## Consigne A
Dans le compte rendu du concert de Ben Herbert Larue, relevez tous les éléments dont le final offre un florilège selon le dernier paragraphe.
## Consigne B
Indiquez si chacune des affirmations suivantes est conforme au compte rendu du concert de Ben Herbert Larue, en citant les mots du texte qui tranchent : (i) Ben Herbert Larue a été formé au cirque et au théâtre. (ii) Le concert a eu lieu dans une salle de théâtre. (iii) La reprise de Leprest interprétée pendant le spectacle est « Je hais les gosses ».
## Consigne C
Poursuivez le compte rendu du concert de Ben Herbert Larue à partir de sa dernière phrase.

## Extrait à lire
■ ■ ■ ■ ■ ■ ■
Ben Herbert Larue c’est d’abord un « ogre de parole » tel qu’il se définit lui-même, un affamé de mots, un artiste formé au monde du cirque et à celui du théâtre, un chanteur-poète tour à tour poignant, lunaire ou drôle, un charisme et une force de l’imaginaire. Sa voix puissante et rocailleuse rappelle le Vintrignier de la Rue Kétanou mais aussi quelques grands écorchés vifs de la chanson française.
D’emblée le public aura été conquis et « La première » chanson autour des humeurs et des émois des artistes entrant en scène aura habilement ouvert le spectacle. Puis subtilement, bienveillant et souriant, Ben Herbert saura installer l’émotion, d’abord avec « Nos 15 ans », ode au temps qui passe, à l’amour qui se batit tout au long d’une vie, avec une magnifique reprise de Leprest (« C’est peut-être ») et l’évocation sensible des « mains de ses grands-mères ».
Aléas du format obligé du concert au chapiteau qui contraint à réduire son tour de chant et se priver de certains titres, Ben Herbert aura fait le choix, au détriment de moments plus denses, de la participation du public. On a les défauts de ses qualités et sa générosité, cette envie de partage autour de « J’aime les gens », chanson fantaisiste non sans rappeler ce « Je hais les gosses » de Leprest, dont il fera reprendre le refrain, aura marqué une rupture dans ce concert pour certains spectateurs. Et oui ! Le public barjacois est autant « affamé de mots » que l’artiste lui-même !
Qu’importe ! Ben Herbert n’est pas un chanteur uniforme et possède de nombreuses facettes: comédien, mime, circassien… en témoigne le délire onirique de « Je fuis », folle course poursuite menée tambour battant. Enfin pour ceux qui n’auront pas lâché, il nous offrira encore quelques moments de grâce, évocations de l’enfance : « Myriam », fleur s’épanouissant sous les bombes et chantant pour couvrir les cris, ce gamin du « Deuxième », histoire intime, avec ses questionnements, son regard touchant, ce passé qui l’a fait chanteur. Viendra ensuite ce final, interpellation du public, florilège de nos tics, nos travers, nos petites obsessions, nos pensées absurdes avec cette reprise en chœur : « Nous ensemble, se battre des ailes qui rassemblent ».
■ ■ ■ ■ ■ ■ ■
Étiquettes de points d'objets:
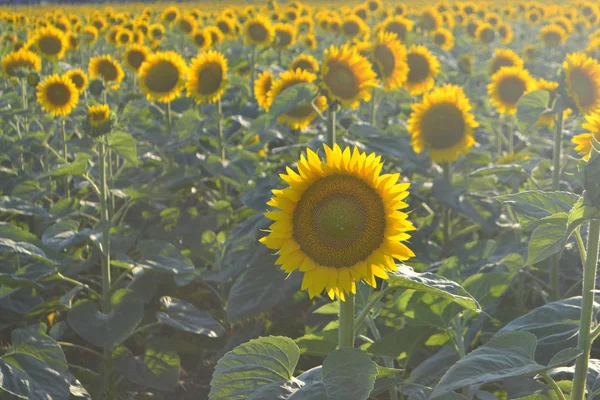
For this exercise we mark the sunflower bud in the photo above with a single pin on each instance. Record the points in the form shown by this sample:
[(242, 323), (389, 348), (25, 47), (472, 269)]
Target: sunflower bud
[(96, 87)]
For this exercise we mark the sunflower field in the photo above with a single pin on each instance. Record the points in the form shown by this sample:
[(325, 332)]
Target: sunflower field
[(300, 200)]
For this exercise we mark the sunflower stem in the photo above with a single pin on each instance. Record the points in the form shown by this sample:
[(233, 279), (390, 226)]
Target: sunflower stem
[(346, 329), (587, 309), (109, 390), (63, 130), (555, 260)]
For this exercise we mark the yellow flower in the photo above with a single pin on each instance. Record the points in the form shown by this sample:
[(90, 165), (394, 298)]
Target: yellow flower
[(57, 95), (79, 79), (346, 76), (305, 62), (507, 87), (339, 221), (585, 141), (20, 59), (582, 77), (303, 114), (162, 76), (423, 67), (259, 31), (208, 77), (389, 56), (108, 69), (443, 124), (262, 86)]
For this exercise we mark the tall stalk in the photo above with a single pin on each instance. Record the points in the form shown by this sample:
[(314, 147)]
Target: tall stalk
[(587, 310), (555, 260)]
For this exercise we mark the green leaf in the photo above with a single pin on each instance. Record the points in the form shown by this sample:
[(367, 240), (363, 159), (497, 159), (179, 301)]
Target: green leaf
[(504, 356), (124, 144), (534, 205), (254, 364), (157, 368), (531, 106), (433, 284), (107, 330), (184, 316), (548, 238)]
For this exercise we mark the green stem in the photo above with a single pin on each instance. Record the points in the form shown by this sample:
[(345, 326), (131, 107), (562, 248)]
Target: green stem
[(346, 329), (65, 155), (555, 260), (554, 385), (587, 309)]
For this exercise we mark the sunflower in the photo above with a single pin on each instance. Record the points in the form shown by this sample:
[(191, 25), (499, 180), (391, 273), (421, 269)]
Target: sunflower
[(443, 38), (354, 27), (443, 124), (262, 86), (504, 58), (423, 67), (585, 141), (553, 35), (208, 77), (507, 87), (162, 76), (303, 114), (582, 77), (389, 57), (259, 31), (398, 25), (346, 76), (49, 42), (285, 36), (21, 59), (305, 62), (108, 69), (135, 55), (78, 77), (339, 221), (57, 95)]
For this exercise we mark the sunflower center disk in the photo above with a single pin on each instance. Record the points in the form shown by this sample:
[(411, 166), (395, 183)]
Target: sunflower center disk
[(418, 68), (209, 79), (583, 87), (162, 77), (511, 89), (443, 126), (50, 45), (339, 221), (341, 81)]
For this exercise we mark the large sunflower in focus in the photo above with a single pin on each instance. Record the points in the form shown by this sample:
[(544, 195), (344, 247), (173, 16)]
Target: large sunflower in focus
[(585, 141), (582, 77), (423, 67), (208, 77), (443, 124), (389, 56), (108, 69), (162, 76), (346, 76), (57, 95), (339, 221), (20, 59), (504, 58), (49, 42), (507, 87), (303, 114)]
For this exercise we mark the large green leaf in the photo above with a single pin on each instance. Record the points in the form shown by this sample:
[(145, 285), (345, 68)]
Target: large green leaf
[(254, 364), (157, 368), (107, 330), (534, 205), (504, 356), (436, 285), (184, 316)]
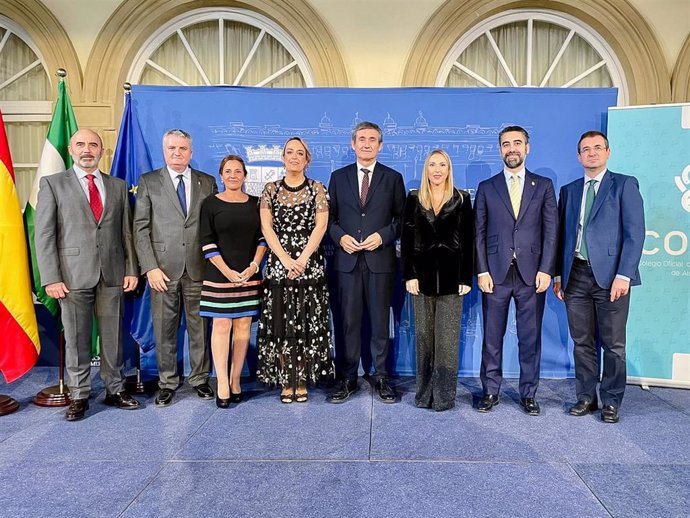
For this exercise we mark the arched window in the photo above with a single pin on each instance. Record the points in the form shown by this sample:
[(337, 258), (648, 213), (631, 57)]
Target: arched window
[(537, 48), (25, 99), (221, 47)]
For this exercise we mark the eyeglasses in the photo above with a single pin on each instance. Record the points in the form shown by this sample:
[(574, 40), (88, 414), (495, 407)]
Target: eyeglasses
[(596, 149)]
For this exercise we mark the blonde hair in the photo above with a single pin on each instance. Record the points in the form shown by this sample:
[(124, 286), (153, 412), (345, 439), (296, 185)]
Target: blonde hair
[(424, 187)]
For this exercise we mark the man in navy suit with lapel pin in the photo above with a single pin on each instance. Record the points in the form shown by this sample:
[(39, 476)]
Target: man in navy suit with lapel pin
[(600, 245), (366, 205), (516, 232), (166, 231), (87, 261)]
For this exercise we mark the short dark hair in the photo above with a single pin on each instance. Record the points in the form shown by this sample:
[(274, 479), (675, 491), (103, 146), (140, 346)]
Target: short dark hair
[(508, 129), (227, 159), (367, 125), (590, 134)]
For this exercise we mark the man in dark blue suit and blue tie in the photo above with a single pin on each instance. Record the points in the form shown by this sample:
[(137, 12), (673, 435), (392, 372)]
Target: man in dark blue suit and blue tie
[(516, 235), (601, 237), (366, 205)]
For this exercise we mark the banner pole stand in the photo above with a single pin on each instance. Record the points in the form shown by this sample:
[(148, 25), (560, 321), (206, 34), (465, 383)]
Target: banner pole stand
[(56, 395), (134, 383), (7, 405)]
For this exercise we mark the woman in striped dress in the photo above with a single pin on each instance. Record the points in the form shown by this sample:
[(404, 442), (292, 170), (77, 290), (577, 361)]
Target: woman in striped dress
[(234, 247)]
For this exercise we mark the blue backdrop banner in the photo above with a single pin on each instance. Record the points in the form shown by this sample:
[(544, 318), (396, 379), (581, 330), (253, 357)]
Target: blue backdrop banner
[(255, 123)]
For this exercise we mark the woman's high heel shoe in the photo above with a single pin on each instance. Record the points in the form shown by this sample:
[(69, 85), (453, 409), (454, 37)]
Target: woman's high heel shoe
[(221, 402)]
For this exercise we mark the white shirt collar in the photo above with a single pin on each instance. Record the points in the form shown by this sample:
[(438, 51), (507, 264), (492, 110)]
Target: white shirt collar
[(370, 167), (521, 174), (174, 174), (599, 177)]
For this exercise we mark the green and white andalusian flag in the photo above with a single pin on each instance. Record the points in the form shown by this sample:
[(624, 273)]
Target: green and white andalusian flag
[(54, 159)]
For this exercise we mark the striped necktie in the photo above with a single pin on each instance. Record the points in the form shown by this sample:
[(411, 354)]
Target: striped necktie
[(515, 195), (94, 198), (181, 195), (365, 187), (589, 202)]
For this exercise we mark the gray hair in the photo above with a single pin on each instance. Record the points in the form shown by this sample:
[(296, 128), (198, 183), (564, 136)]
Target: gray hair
[(178, 133), (366, 125)]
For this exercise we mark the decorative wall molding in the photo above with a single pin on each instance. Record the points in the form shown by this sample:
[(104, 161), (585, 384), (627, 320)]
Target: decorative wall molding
[(623, 27)]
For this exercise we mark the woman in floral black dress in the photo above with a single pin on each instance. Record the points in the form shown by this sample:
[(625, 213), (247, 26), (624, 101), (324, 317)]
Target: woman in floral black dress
[(294, 345)]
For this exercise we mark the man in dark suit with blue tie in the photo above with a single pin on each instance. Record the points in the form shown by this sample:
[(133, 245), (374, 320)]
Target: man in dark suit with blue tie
[(366, 205), (516, 231), (601, 237)]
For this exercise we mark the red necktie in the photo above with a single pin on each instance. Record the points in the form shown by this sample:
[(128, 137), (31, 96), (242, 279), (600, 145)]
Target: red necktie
[(365, 187), (94, 198)]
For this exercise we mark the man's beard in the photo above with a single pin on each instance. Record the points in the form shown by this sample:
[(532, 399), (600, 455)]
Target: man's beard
[(513, 161)]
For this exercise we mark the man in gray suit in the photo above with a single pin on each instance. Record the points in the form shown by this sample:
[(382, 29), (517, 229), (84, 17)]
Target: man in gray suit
[(86, 259), (166, 230)]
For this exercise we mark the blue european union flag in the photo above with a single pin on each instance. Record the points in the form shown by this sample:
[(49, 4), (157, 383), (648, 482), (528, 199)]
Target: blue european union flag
[(131, 160)]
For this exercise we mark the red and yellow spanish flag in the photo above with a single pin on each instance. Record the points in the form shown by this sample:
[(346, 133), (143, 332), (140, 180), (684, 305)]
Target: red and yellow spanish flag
[(19, 345)]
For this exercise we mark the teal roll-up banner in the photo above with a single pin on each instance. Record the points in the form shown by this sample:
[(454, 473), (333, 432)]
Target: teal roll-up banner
[(653, 144)]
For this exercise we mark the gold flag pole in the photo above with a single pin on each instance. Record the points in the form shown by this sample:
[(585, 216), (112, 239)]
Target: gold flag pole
[(56, 395)]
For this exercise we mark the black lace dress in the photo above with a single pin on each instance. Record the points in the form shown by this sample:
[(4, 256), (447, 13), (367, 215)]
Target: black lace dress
[(294, 339)]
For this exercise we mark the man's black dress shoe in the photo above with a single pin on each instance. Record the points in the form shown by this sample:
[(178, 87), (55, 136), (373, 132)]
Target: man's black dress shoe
[(385, 391), (204, 391), (344, 391), (121, 400), (487, 403), (77, 409), (583, 407), (222, 403), (609, 414), (164, 397), (530, 406)]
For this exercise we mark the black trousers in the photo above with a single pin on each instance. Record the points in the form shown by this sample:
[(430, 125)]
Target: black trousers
[(437, 329), (357, 289), (529, 312), (590, 310)]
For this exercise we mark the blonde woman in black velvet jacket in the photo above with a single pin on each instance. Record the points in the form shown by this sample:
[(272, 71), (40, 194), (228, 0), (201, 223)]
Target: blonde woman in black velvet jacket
[(437, 256)]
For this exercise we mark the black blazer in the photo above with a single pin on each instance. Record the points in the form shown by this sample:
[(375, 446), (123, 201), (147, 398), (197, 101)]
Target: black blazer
[(382, 213), (438, 250)]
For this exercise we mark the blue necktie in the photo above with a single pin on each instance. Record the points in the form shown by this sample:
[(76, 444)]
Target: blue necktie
[(589, 201), (181, 194)]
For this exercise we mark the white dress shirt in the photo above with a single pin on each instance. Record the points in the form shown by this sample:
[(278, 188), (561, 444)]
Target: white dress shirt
[(360, 174), (84, 182), (187, 179)]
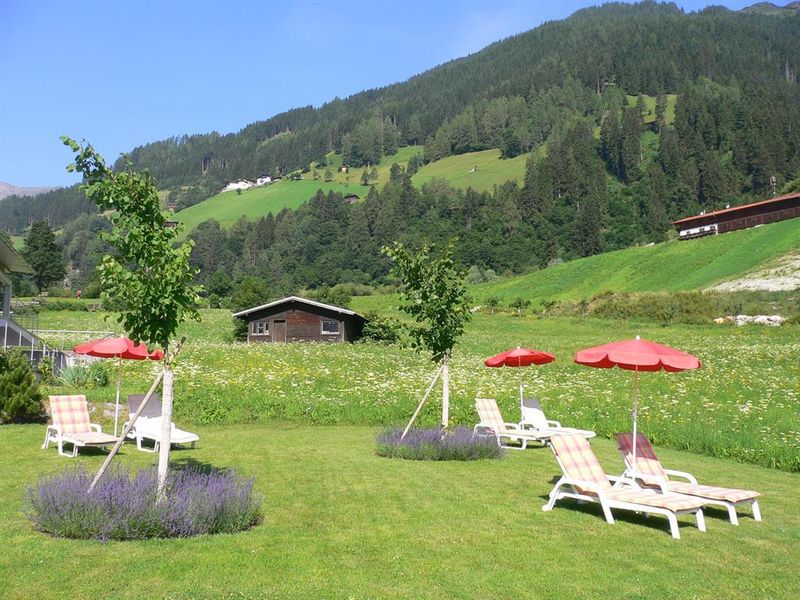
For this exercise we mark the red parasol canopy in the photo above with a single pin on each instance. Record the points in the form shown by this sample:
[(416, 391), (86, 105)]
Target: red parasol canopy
[(637, 355), (118, 348), (519, 357)]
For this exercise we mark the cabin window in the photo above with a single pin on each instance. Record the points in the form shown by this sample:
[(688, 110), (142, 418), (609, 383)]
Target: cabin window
[(330, 327)]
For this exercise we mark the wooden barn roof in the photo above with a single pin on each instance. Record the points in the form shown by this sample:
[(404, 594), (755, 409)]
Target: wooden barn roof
[(738, 208), (298, 299)]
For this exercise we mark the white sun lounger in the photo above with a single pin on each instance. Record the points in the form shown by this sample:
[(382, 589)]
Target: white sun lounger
[(650, 473), (492, 423), (148, 425), (584, 480), (533, 419)]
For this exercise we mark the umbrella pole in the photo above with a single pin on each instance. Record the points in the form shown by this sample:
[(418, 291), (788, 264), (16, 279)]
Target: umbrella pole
[(116, 406), (635, 414)]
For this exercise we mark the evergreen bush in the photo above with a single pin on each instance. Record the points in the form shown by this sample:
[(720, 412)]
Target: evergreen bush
[(20, 399)]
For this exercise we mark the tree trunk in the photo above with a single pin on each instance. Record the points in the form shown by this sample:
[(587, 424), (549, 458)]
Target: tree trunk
[(166, 427), (445, 391)]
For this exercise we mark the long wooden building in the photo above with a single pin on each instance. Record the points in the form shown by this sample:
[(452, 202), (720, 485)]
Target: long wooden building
[(299, 319), (739, 217)]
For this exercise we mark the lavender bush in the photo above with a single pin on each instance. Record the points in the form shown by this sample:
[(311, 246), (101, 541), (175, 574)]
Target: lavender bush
[(124, 507), (434, 444)]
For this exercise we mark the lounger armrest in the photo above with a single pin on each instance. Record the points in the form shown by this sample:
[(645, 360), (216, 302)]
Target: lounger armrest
[(584, 485), (682, 474), (624, 480)]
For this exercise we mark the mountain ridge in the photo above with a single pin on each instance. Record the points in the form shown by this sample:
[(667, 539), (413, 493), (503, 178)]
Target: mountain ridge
[(8, 189)]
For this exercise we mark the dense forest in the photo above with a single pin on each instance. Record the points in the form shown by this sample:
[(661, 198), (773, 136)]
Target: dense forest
[(609, 169)]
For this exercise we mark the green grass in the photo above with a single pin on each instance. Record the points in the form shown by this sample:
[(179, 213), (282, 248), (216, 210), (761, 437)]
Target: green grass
[(479, 170), (742, 404), (353, 176), (228, 207), (650, 106), (670, 266), (17, 241), (341, 522)]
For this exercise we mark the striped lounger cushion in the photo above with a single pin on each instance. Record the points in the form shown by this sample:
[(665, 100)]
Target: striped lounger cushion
[(70, 413), (648, 465)]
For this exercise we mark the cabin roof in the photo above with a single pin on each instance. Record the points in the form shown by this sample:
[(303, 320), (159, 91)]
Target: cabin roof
[(289, 299), (734, 209)]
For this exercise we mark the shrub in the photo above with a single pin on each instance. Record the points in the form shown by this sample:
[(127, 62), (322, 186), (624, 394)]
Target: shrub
[(124, 507), (20, 399), (74, 376), (459, 443), (45, 370)]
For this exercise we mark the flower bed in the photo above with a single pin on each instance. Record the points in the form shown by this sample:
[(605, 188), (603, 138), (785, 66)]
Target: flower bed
[(124, 507), (434, 444)]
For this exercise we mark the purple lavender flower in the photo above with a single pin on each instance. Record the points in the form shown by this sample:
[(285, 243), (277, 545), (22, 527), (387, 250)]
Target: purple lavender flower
[(437, 444), (124, 506)]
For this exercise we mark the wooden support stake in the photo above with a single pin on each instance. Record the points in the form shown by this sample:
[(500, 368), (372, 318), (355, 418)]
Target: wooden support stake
[(126, 430), (422, 402)]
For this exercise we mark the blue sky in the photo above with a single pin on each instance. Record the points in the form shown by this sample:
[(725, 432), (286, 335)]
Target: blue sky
[(121, 74)]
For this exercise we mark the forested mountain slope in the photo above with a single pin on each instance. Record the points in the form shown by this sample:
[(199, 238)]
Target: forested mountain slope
[(646, 48), (603, 127)]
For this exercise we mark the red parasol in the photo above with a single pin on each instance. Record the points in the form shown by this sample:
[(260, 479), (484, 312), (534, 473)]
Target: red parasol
[(118, 348), (637, 355), (519, 357)]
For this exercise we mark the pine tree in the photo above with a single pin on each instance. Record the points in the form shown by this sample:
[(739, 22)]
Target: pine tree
[(43, 255), (20, 399)]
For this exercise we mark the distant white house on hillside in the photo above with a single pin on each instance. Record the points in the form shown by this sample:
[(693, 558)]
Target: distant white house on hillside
[(245, 184), (242, 184)]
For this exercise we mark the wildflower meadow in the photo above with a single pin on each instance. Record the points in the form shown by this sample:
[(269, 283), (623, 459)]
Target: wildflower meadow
[(742, 404)]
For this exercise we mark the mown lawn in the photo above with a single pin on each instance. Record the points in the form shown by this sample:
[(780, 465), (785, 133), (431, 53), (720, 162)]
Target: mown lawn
[(742, 404), (340, 522)]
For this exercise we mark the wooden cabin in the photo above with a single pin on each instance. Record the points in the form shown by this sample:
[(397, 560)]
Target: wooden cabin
[(296, 319), (739, 217)]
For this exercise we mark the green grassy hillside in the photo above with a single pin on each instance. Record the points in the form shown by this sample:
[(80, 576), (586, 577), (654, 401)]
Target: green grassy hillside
[(257, 202), (670, 266), (479, 170), (18, 241), (353, 176), (650, 107)]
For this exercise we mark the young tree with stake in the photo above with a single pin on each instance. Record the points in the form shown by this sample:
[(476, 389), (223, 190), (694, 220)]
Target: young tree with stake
[(149, 275), (435, 296)]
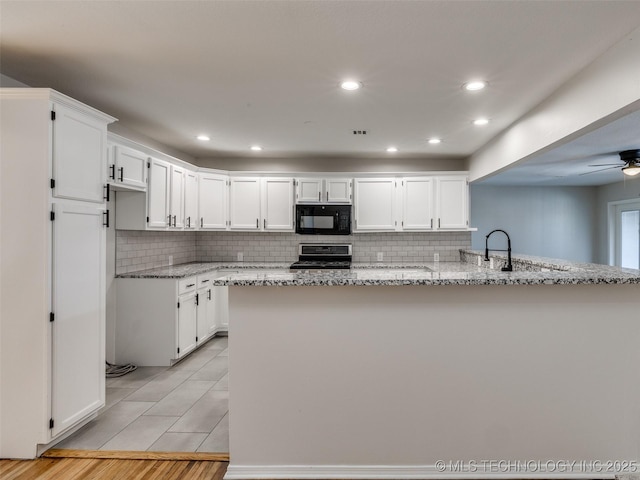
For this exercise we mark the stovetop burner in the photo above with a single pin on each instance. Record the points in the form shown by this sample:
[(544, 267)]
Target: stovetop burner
[(323, 257)]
■ ■ ■ ■ ■ ■ ■
## Réponse finale A
nos tics, nos travers, nos petites obsessions, nos pensées absurdes

## Réponse finale B
(i) Oui : « un artiste formé au monde du cirque et à celui du théâtre ».
(ii) Non : « Aléas du format obligé du concert au chapiteau ».
(iii) Non : « avec une magnifique reprise de Leprest (« C’est peut-être ») ».

## Réponse finale C
Ben Herbert Larue allie lyrisme, fantaisie, poésie mais la magie ne serait pas totale s’il n’y avait pour magnifier l’ensemble ses deux acolytes de scène : le contrebassiste Xavier Milhou et le multi-instrumentiste (claviers, trompette, bugle) Nicolas Jozef Fabre. A eux deux, ils créent un environnement sonore qui souligne avec justesse et beauté les mots de l’artiste.
Pari réussi donc ! Pour le public qui le verra comme une des belles découvertes de cette édition et qui aura l’envie d’aller plus loin dans cet univers si singulier, pour l’artiste enfin dont le passage à Barjac est un coup de projecteur et une foison de rencontres. Gageons que le moisson fut bonne en témoigne la dédicace laissée sur sa page facebook :
De retour de Barjac m’en chante
De ces mille souvenirs
De ce chapiteau debout
De ces rencontres naissantes
De ce ballet de petites mains qui se sculpte en Chant Libre
De ce merci que je confie à l’écho
Pour le glisser à l’oreille
De toutes et tous
Qui ont œuvré à oeuvrer!
A vite
Le site de Ben Herbert Larue, c’est ici ;ce que NosEnchanteurs en a déjà dit, c’est là.
Merci Francis, je souscris à ton papier. Je le revis ici J’ai été ému touché… tu dis de façon mesurée ce que j’ai ressenti très fort. Vraiment et j’ai regretté de ne pas pouvoir rester dans les émotions du début coupés par des moments de paroles et l’envie qu’il a eu de nous faire chanter. Si j’insiste autant c’est parce que j’aime et j’ai envie d’aimer plus. Cet homme et ces deux musiciens ont de quoi nous embarquer loin. En tout cas ce que j’attends d’un auteur interprète comme lui et de ces deux magnifiques musiciens c’est qu’ils m’embarquent et ne me lâchent plus.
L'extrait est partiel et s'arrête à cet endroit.